Text Block Start

One thing we learned from the movie "Lost in Translation" was that American movie stars were more willing to take advertising gigs in other countries than on their home turf. Until that time, the thought was that serious actors needed to protect their "brands."
Things have changed since then. We have seen Alec Baldwin promoting Capitol One and a whole series of cheesy DirecTV ads featuring cool guy Rob Lowe.
Several more recent ad campaigns suggest the trend is continuing.
Matthew McConaughey
This guy for years was typecast as the boyfriend in silly romcom movies. Finally, in 2013, his breakout performance as a dying AIDs patient in "Dallas Buyers Club" won him a best actor Academy Award and allowed him to turn himself into a big-deal, bankable, serious actor.
So what did he do that autumn? He signed on to make television commercials for Lincoln automobiles.
The Lincoln ads surprised people. Almost immediately Jim Carrey did a spoof on Saturday Night Live. Another joke segment aired on the Ellen (DeGeneris) show.
Also, last year, McConaughey took $135,000 to make a college commencement speech in his home state of Texas. At the time, I wondered if McConaughey's agent wasn't sabotaging him. Where would the actor show up next, I wondered -- doing the opening act at Tony Robbins seminars?
But McConaughey seems to be getting serious movie roles still, including the lead in a Gus Van Sant picture, coming out in April, that is set in Japan's famous suicide forest.

Text Block End
Information shown Block Start

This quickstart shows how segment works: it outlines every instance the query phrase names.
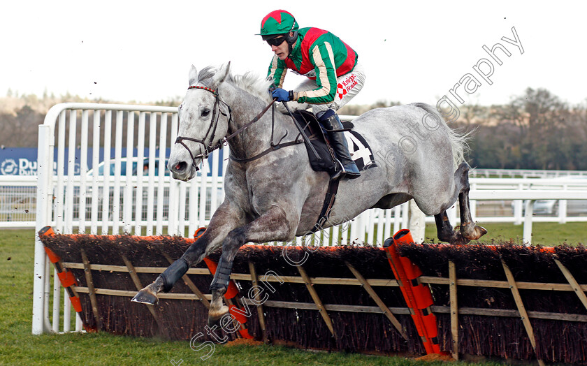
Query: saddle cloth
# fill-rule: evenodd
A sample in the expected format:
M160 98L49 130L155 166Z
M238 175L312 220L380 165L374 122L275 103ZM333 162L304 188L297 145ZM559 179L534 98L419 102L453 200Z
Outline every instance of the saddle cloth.
M294 116L298 119L300 125L308 136L318 155L321 158L318 160L309 146L306 146L310 164L314 170L318 172L328 172L332 175L335 173L336 165L334 162L334 154L330 147L324 130L318 122L316 116L311 112L297 110ZM343 122L345 129L351 129L354 126L352 122ZM354 161L359 170L365 170L377 166L373 156L373 152L369 144L361 134L355 131L345 131L343 132L349 145L349 152L351 159Z

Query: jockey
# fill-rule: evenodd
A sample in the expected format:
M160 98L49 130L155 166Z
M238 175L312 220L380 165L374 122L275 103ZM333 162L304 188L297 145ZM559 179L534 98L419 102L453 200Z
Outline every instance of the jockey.
M320 123L329 130L328 138L342 167L333 178L341 174L349 179L360 177L344 133L336 132L342 129L336 110L352 99L365 82L357 53L328 31L299 28L294 16L282 10L263 18L260 36L275 53L268 73L276 88L273 96L277 101L297 102L296 110L312 105ZM288 68L308 78L289 92L282 89Z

Information shown Block End

_Goal of the exercise_
Reproduce, word for word, the full article above about movie stars appearing in commercials.

_Answer box_
One thing we learned from the movie "Lost in Translation" was that American movie stars were more willing to take advertising gigs in other countries than on their home turf. Until that time, the thought was that serious actors needed to protect their "brands."
Things have changed since then. We have seen Alec Baldwin promoting Capitol One and a whole series of cheesy DirecTV ads featuring cool guy Rob Lowe.
Several more recent ad campaigns suggest the trend is continuing.
Matthew McConaughey
This guy for years was typecast as the boyfriend in silly romcom movies. Finally, in 2013, his breakout performance as a dying AIDs patient in "Dallas Buyers Club" won him a best actor Academy Award and allowed him to turn himself into a big-deal, bankable, serious actor.
So what did he do that autumn? He signed on to make television commercials for Lincoln automobiles.
The Lincoln ads surprised people. Almost immediately Jim Carrey did a spoof on Saturday Night Live. Another joke segment aired on the Ellen (DeGeneris) show.
Also, last year, McConaughey took $135,000 to make a college commencement speech in his home state of Texas. At the time, I wondered if McConaughey's agent wasn't sabotaging him. Where would the actor show up next, I wondered -- doing the opening act at Tony Robbins seminars?
But McConaughey seems to be getting serious movie roles still, including the lead in a Gus Van Sant picture, coming out in April, that is set in Japan's famous suicide forest.